@@ -28,6 +28,8 @@
#include "nvram.h"
#include "qemu-log.h"
#include "loader.h"
+#include "kvm.h"
+#include "kvm_ppc.h"
//#define PPC_DEBUG_IRQ
//#define PPC_DEBUG_TB
@@ -50,6 +52,8 @@ static void cpu_ppc_tb_start (CPUState *env);
static void ppc_set_irq (CPUState *env, int n_IRQ, int level)
{
+ unsigned int old_pending = env->pending_interrupts;
+
if (level) {
env->pending_interrupts |= 1 << n_IRQ;
cpu_interrupt(env, CPU_INTERRUPT_HARD);
@@ -58,6 +62,13 @@ static void ppc_set_irq (CPUState *env, int n_IRQ, int level)
if (env->pending_interrupts == 0)
cpu_reset_interrupt(env, CPU_INTERRUPT_HARD);
}
+
+ if (old_pending != env->pending_interrupts) {
+#ifdef CONFIG_KVM
+ kvmppc_set_interrupt(env, n_IRQ, level);
+#endif
+ }
+
LOG_IRQ("%s: %p n_IRQ %d level %d => pending %08" PRIx32
"req %08x\n", __func__, env, n_IRQ, level,
env->pending_interrupts, env->interrupt_request);
@@ -37,6 +37,9 @@
do { } while (0)
#endif
+static int cap_interrupt_unset = false;
+static int cap_interrupt_level = false;
+
/* XXX We have a race condition where we actually have a level triggered
* interrupt, but the infrastructure can't expose that yet, so the guest
* takes but ignores it, goes to sleep and never gets notified that there's
@@ -55,6 +58,18 @@ static void kvm_kick_env(void *env)
int kvm_arch_init(KVMState *s, int smp_cpus)
{
+#ifdef KVM_CAP_PPC_UNSET_IRQ
+ cap_interrupt_unset = kvm_check_extension(s, KVM_CAP_PPC_UNSET_IRQ);
+#endif
+#ifdef KVM_CAP_PPC_IRQ_LEVEL
+ cap_interrupt_level = kvm_check_extension(s, KVM_CAP_PPC_IRQ_LEVEL);
+#endif
+
+ if (!cap_interrupt_level) {
+ fprintf(stderr, "KVM: Couldn't find level irq capability. Expect the "

Excerpted data »
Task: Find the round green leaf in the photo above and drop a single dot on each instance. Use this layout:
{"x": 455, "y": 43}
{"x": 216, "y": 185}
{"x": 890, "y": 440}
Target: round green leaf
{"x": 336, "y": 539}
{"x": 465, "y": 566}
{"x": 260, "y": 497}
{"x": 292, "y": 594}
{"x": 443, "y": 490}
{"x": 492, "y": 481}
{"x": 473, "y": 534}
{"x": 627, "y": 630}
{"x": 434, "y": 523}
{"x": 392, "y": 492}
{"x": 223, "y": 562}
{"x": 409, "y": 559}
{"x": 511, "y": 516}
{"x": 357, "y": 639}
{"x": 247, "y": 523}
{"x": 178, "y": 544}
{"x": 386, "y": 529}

The task »
Continue the patch on PowerPC KVM interrupt handling, shown above the records, starting right after its last line.

Final result »
+ "VM to stall at times!\n");
+ }
+
return 0;
}
@@ -178,6 +193,23 @@ int kvm_arch_get_registers(CPUState *env)
return 0;
}
+int kvmppc_set_interrupt(CPUState *env, int irq, int level)
+{
+ unsigned virq = level ? KVM_INTERRUPT_SET_LEVEL : KVM_INTERRUPT_UNSET;
+
+ if (irq != PPC_INTERRUPT_EXT) {
+ return 0;
+ }
+
+ if (!kvm_enabled() || !cap_interrupt_unset || !cap_interrupt_level) {
+ return 0;
+ }
+
+ kvm_vcpu_ioctl(env, KVM_INTERRUPT, &virq);
+
+ return 0;
+}
+
#if defined(TARGET_PPCEMB)
#define PPC_INPUT_INT PPC40x_INPUT_INT
#elif defined(TARGET_PPC64)
@@ -193,7 +225,8 @@ int kvm_arch_pre_run(CPUState *env, struct kvm_run *run)
/* PowerPC Qemu tracks the various core input pins (interrupt, critical
* interrupt, reset, etc) in PPC-specific env->irq_input_state. */
- if (run->ready_for_interrupt_injection &&
+ if (!cap_interrupt_level &&
+ run->ready_for_interrupt_injection &&
(env->interrupt_request & CPU_INTERRUPT_HARD) &&
(env->irq_input_state & (1<<PPC_INPUT_INT)))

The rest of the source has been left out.